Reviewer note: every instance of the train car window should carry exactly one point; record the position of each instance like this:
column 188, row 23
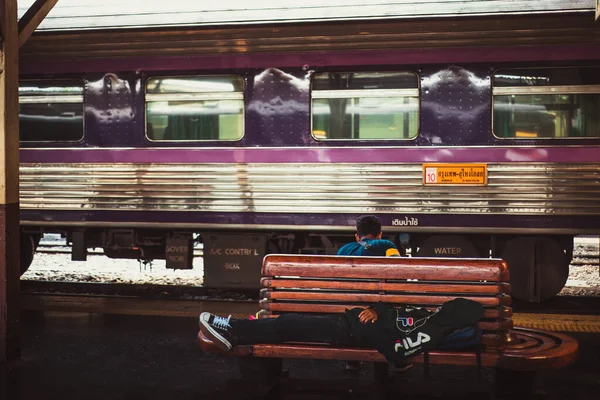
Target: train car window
column 50, row 111
column 365, row 106
column 547, row 103
column 194, row 108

EXERCISE.
Lay out all of the material above as a JSON list of strings, one string per line, with blank lines dropped. Leave the picture out of the answer.

TASK RESPONSE.
[
  "Reviewer note: every instance of the train car window should carry exactly one point; record the position of each instance like this:",
  "column 188, row 23",
  "Target: train car window",
  "column 50, row 111",
  "column 365, row 106",
  "column 547, row 103",
  "column 194, row 108"
]